## Text to read
*****

It is important to say that
although the application herein
is at the instance of the
applicant, its purpose may be
likened to a shield directed at
the processes of execution
issued against it by the
respondent challenging the right
of the
execution-creditor-respondent to
levy execution against it.
Therefore, in terms of the
evidentiary rules, the
application herein is a
challenge by the applicant to
the demand by the respondent to
the applicant to pay further
outstanding sums under the
judgment, so the processes of
execution are based on the
factual existence of the
applicant being indebted to the
it under the judgment proof of
which is essential to the
validity of the demand contained
in the writ of fifa. The
existence of the indebtedness is
a fact that is governed by
sections 10(1) and 11 (1) of the
Evidence
Act, NRCD 323 that:
10 (1). “For the purposes of
this Act, the burden of
persuasion means the obligation
of a party to establish a
requisite degree of belief
concerning a fact in the mind of
the tribunal of fact or the
court.

*****

## Record list
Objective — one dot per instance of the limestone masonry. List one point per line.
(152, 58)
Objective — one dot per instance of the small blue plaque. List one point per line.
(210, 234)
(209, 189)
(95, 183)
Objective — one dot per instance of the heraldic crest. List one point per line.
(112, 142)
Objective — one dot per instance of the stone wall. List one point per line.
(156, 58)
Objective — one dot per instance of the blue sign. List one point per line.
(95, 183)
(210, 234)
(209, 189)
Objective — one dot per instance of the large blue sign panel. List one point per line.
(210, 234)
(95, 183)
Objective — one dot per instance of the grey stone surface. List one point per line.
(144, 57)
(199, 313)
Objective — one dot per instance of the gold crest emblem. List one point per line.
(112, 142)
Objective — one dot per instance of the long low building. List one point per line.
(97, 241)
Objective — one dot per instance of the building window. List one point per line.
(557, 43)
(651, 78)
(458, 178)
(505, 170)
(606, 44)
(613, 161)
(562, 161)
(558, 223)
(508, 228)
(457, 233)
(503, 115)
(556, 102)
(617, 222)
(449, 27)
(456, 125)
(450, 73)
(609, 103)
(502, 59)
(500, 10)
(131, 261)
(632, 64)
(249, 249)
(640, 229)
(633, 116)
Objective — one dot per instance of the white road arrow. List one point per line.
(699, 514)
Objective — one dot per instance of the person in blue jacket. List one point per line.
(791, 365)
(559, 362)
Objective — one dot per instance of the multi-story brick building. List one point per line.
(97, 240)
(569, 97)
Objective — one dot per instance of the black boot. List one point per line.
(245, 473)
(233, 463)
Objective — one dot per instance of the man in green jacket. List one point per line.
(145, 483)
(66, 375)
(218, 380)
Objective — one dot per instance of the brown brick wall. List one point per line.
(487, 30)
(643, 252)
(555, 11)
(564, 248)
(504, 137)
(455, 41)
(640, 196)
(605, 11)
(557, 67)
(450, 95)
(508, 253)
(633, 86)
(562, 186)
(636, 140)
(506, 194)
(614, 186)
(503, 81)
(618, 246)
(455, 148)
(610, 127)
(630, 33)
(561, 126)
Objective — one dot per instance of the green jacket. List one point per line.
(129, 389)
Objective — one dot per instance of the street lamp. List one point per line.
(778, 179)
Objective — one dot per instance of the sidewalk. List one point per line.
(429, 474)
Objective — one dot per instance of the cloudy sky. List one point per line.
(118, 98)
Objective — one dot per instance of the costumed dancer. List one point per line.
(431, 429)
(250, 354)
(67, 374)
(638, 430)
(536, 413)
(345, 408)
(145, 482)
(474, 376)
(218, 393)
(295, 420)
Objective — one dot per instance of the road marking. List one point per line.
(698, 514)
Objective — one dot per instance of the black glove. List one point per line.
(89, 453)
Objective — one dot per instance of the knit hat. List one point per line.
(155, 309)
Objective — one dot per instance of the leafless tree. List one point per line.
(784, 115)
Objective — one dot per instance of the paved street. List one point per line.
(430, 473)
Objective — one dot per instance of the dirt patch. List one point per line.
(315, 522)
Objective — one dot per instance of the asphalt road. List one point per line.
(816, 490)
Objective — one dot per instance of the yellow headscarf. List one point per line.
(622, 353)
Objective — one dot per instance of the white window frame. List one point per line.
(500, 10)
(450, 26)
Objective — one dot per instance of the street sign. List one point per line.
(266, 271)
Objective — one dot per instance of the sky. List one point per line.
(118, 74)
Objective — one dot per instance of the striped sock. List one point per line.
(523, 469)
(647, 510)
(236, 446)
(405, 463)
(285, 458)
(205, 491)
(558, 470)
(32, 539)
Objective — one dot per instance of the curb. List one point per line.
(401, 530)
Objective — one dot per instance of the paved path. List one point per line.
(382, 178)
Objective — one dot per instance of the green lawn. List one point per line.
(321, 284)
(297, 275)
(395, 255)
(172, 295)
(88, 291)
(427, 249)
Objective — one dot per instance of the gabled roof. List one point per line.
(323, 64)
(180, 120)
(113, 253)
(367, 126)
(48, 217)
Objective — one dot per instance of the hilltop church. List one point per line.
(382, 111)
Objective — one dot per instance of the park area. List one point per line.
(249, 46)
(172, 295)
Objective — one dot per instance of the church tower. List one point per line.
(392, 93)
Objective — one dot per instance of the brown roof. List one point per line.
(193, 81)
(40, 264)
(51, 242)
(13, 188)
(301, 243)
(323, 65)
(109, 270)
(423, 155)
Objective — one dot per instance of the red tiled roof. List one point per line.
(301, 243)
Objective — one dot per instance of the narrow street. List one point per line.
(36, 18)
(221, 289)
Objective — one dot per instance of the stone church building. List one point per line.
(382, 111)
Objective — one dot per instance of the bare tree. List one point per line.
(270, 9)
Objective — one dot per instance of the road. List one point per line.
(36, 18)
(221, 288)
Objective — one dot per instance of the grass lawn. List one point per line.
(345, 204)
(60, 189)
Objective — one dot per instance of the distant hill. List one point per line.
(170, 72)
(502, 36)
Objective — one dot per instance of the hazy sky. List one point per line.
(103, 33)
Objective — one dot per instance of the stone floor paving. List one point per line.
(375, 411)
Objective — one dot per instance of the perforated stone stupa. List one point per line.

*****

## Requests
1. Using the passage on execution and the burden of persuasion, decide whether each statement agrees with it. For each, answer yes or no and quote the deciding words. (a) The purpose of the application is compared to a shield aimed at the processes of execution. (b) The application was brought at the instance of the respondent. (c) The existence of the indebtedness is a fact governed by sections of the Evidence Act.
2. Transcribe the listing, starting at the line that contains "Objective — one dot per instance of the hazy" and ending with the last line of the listing.
The passage on the burden of persuasion and the listing are unrelated materials.

## Task-by-task outputs
1.
(a) Yes: "its purpose may be likened to a shield directed at the processes of execution"
(b) No: "although the application herein is at the instance of the applicant"
(c) Yes: "The existence of the indebtedness is a fact that is governed by sections 10(1) and 11 (1) of the Evidence Act"

2.
Objective — one dot per instance of the hazy sky. List one point per line.
(103, 33)
Objective — one dot per instance of the stone floor paving. List one point per line.
(375, 411)
Objective — one dot per instance of the perforated stone stupa. List one point per line.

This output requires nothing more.